→ **Given task**: Repeat the rows below word for word, from the start of the rows through the line that contains "Now the rocky", including both ends. Leave the pictures out of your answer.

→ **Supplied records**:
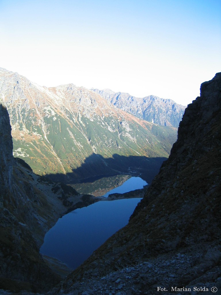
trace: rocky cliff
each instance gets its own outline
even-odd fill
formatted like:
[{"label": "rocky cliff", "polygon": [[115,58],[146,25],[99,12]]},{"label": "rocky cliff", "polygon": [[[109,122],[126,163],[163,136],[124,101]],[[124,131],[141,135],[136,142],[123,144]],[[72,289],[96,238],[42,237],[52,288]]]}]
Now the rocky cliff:
[{"label": "rocky cliff", "polygon": [[112,104],[141,119],[163,126],[178,127],[185,106],[171,99],[149,95],[143,98],[110,89],[92,89]]},{"label": "rocky cliff", "polygon": [[50,294],[220,294],[221,104],[218,73],[188,106],[128,224]]},{"label": "rocky cliff", "polygon": [[70,208],[98,199],[35,174],[14,158],[11,130],[0,104],[0,289],[46,291],[61,278],[39,254],[45,233]]}]

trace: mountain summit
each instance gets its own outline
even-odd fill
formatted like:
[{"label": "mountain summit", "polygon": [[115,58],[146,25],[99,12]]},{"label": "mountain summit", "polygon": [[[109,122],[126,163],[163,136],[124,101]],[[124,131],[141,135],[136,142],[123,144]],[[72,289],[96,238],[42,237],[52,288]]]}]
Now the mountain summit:
[{"label": "mountain summit", "polygon": [[128,224],[50,294],[220,293],[221,73],[200,91]]},{"label": "mountain summit", "polygon": [[128,93],[115,93],[110,89],[91,90],[118,108],[140,119],[164,126],[178,127],[186,107],[171,99],[154,95],[139,98]]},{"label": "mountain summit", "polygon": [[0,68],[0,96],[14,155],[53,180],[133,171],[149,182],[176,139],[175,128],[140,120],[73,84],[42,87]]}]

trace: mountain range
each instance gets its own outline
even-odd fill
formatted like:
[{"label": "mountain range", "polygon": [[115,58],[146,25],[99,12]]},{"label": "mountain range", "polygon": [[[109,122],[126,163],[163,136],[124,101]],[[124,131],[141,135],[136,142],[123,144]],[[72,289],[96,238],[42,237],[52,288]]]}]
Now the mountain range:
[{"label": "mountain range", "polygon": [[68,208],[92,197],[35,174],[13,156],[9,116],[0,104],[0,292],[199,295],[217,288],[218,294],[221,73],[200,93],[128,224],[57,285],[61,278],[39,253],[44,235]]},{"label": "mountain range", "polygon": [[178,128],[186,107],[171,99],[154,95],[139,98],[128,93],[115,93],[110,89],[91,90],[118,109],[140,119],[163,126]]},{"label": "mountain range", "polygon": [[94,91],[42,87],[1,68],[0,101],[9,114],[14,156],[54,181],[133,171],[150,182],[177,138],[176,128],[138,119]]},{"label": "mountain range", "polygon": [[49,294],[220,293],[221,128],[219,73],[188,105],[128,224]]}]

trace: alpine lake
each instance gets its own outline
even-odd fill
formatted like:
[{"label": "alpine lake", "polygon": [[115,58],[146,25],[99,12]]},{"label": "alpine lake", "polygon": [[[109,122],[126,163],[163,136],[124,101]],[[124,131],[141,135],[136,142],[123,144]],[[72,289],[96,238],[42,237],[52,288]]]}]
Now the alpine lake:
[{"label": "alpine lake", "polygon": [[[107,178],[105,178],[106,185]],[[86,186],[80,184],[80,187],[76,189],[83,193],[90,192],[95,196],[107,197],[110,194],[123,194],[142,189],[148,184],[140,177],[128,175],[112,176],[108,181],[106,190],[101,188],[102,179]],[[93,191],[88,192],[89,187]],[[71,269],[75,269],[127,224],[141,199],[100,201],[64,215],[45,235],[40,253],[58,260]]]}]

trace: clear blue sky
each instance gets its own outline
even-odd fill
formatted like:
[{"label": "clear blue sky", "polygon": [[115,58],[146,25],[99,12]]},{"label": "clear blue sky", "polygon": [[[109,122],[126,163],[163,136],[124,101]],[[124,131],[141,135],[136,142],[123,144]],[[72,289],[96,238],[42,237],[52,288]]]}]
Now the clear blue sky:
[{"label": "clear blue sky", "polygon": [[0,0],[0,67],[186,105],[221,71],[218,0]]}]

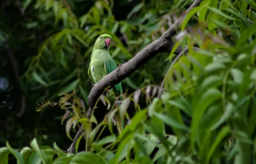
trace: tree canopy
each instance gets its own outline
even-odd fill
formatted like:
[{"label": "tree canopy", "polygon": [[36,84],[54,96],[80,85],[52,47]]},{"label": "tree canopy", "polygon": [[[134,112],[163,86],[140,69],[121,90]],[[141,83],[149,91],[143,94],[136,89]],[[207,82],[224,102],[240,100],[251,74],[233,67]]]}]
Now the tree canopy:
[{"label": "tree canopy", "polygon": [[[255,1],[1,6],[0,163],[256,162]],[[118,67],[92,88],[102,34]],[[111,104],[102,93],[120,81]]]}]

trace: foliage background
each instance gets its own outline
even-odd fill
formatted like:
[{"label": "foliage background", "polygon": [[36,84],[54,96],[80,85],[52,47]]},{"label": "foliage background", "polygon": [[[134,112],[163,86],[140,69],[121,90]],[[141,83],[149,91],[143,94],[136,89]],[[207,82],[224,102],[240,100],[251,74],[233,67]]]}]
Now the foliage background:
[{"label": "foliage background", "polygon": [[[146,94],[142,94],[139,104],[142,109],[149,104],[151,104],[150,107],[160,102],[165,104],[164,109],[157,106],[153,111],[152,107],[149,107],[151,112],[148,116],[152,124],[161,127],[164,122],[169,125],[166,127],[167,133],[175,134],[186,143],[191,142],[186,148],[180,145],[180,150],[187,150],[180,153],[180,158],[184,156],[209,162],[207,156],[210,158],[215,152],[216,159],[222,160],[215,161],[220,162],[226,160],[218,157],[230,160],[233,157],[233,151],[228,150],[234,144],[227,141],[231,141],[229,137],[255,145],[255,134],[252,132],[254,122],[248,131],[243,131],[241,125],[236,131],[236,127],[234,131],[231,129],[239,124],[246,127],[246,124],[251,123],[250,120],[253,121],[253,116],[250,117],[248,113],[253,116],[255,113],[253,109],[255,105],[256,27],[253,23],[256,21],[256,4],[253,0],[204,1],[205,3],[188,14],[187,21],[181,25],[183,32],[187,30],[192,34],[178,39],[190,49],[195,44],[207,51],[191,52],[188,57],[182,57],[168,74],[165,81],[167,92],[162,99],[154,99],[151,104],[151,100],[149,103],[145,101]],[[65,111],[55,106],[47,106],[38,112],[35,111],[37,104],[43,99],[58,102],[58,95],[71,93],[75,89],[75,96],[82,100],[82,106],[87,110],[91,87],[87,71],[96,38],[102,33],[112,36],[111,54],[118,65],[124,63],[160,37],[192,2],[3,1],[0,12],[0,147],[5,146],[8,141],[12,147],[21,148],[29,145],[35,138],[40,145],[52,147],[56,142],[62,150],[66,150],[72,141],[66,135],[65,124],[61,124]],[[196,16],[193,16],[198,11]],[[220,51],[216,51],[216,48]],[[154,57],[122,82],[123,90],[127,90],[129,95],[148,85],[160,85],[175,56],[172,54],[161,53]],[[243,90],[238,89],[239,85],[243,86]],[[200,88],[201,85],[204,88]],[[248,90],[251,91],[247,92]],[[200,99],[201,93],[206,99]],[[23,112],[21,109],[24,103]],[[245,104],[246,107],[241,107]],[[239,107],[240,110],[237,110]],[[160,113],[164,111],[164,115],[154,116],[150,112],[154,113],[156,110]],[[133,116],[136,111],[134,106],[129,106],[130,115]],[[176,122],[166,121],[172,119]],[[193,121],[196,120],[200,121]],[[240,123],[233,122],[236,121]],[[182,126],[177,125],[177,122]],[[149,127],[152,125],[145,121],[145,124]],[[187,127],[191,134],[183,132],[188,130]],[[145,127],[148,131],[148,129]],[[143,130],[142,133],[145,132]],[[206,136],[194,134],[207,132]],[[71,134],[73,138],[75,133]],[[214,142],[217,141],[214,136],[218,137],[217,142]],[[221,151],[214,152],[221,141],[223,146],[219,146],[218,150]],[[211,147],[212,143],[216,145]],[[230,144],[229,149],[225,146],[227,143]],[[244,148],[245,152],[250,152]],[[205,150],[209,149],[212,149],[208,152],[210,155],[206,154]],[[179,152],[177,151],[177,154]],[[250,158],[254,158],[254,153]],[[138,154],[136,154],[139,156]]]}]

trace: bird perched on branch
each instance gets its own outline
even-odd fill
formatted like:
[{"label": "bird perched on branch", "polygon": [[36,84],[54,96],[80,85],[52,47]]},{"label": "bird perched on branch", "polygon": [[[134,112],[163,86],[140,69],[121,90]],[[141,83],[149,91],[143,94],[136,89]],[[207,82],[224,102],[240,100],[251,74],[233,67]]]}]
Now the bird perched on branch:
[{"label": "bird perched on branch", "polygon": [[[109,47],[112,42],[111,36],[103,34],[99,36],[95,42],[90,58],[90,62],[88,70],[89,79],[94,85],[99,82],[107,74],[115,70],[117,66],[109,54]],[[115,95],[123,93],[121,82],[116,85],[110,90],[111,93],[108,97],[114,99]],[[122,100],[122,98],[120,97]],[[119,134],[124,128],[123,122],[119,111],[115,116],[117,130]]]}]

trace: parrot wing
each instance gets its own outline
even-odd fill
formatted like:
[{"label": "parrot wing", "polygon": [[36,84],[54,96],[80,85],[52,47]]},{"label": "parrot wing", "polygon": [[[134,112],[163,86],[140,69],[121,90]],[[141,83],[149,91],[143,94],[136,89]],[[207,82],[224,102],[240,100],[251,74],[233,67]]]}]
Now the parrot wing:
[{"label": "parrot wing", "polygon": [[[117,66],[116,66],[116,64],[115,62],[114,59],[111,59],[104,62],[104,68],[105,69],[105,71],[106,71],[107,74],[116,69],[117,68]],[[116,85],[113,88],[116,93],[117,95],[119,95],[120,93],[122,94],[123,92],[121,82]],[[121,100],[123,99],[121,97],[120,97],[120,99]],[[119,104],[118,105],[118,106],[120,107]],[[115,118],[116,121],[116,122],[118,132],[119,134],[120,134],[121,132],[124,129],[124,124],[121,118],[121,113],[120,112],[118,112],[118,113],[119,114],[116,115],[115,116]]]},{"label": "parrot wing", "polygon": [[[110,73],[117,68],[116,64],[113,59],[111,59],[104,62],[104,68],[107,74]],[[121,82],[116,85],[113,88],[116,95],[119,95],[120,94],[123,93]]]},{"label": "parrot wing", "polygon": [[94,79],[93,79],[93,77],[92,75],[92,72],[91,72],[90,63],[89,65],[89,69],[88,69],[88,76],[89,77],[89,80],[90,80],[90,83],[92,84],[95,84],[95,82],[94,81]]}]

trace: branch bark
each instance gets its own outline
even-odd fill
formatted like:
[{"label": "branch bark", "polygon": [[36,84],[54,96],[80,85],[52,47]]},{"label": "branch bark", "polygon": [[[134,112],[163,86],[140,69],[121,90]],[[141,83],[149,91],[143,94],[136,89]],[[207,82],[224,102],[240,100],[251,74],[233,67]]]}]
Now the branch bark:
[{"label": "branch bark", "polygon": [[[186,13],[198,6],[202,1],[203,0],[195,0],[186,10]],[[109,86],[113,87],[128,77],[157,54],[162,52],[171,52],[175,44],[172,39],[177,34],[177,31],[185,17],[185,15],[184,14],[178,19],[159,38],[147,45],[128,62],[119,65],[115,70],[106,75],[95,84],[88,96],[90,108],[87,114],[87,118],[90,117],[91,109],[93,109],[98,98],[102,93],[105,88]],[[179,54],[182,51],[181,47],[179,47],[175,51],[175,53]],[[74,141],[67,151],[67,153],[76,153],[75,147],[74,147],[76,142],[76,139],[78,138],[79,134],[82,133],[81,133],[81,130],[83,131],[82,126],[79,128]]]}]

→ **Exercise output**:
trace: rocky cliff
each instance gets its own outline
even-odd fill
formatted like:
[{"label": "rocky cliff", "polygon": [[115,58],[146,25],[99,12]]},{"label": "rocky cliff", "polygon": [[[109,122],[126,163],[163,136],[124,101]],[[124,131],[141,135],[136,142],[123,144]],[[72,289],[96,238],[42,237],[52,288]]]}]
Now the rocky cliff:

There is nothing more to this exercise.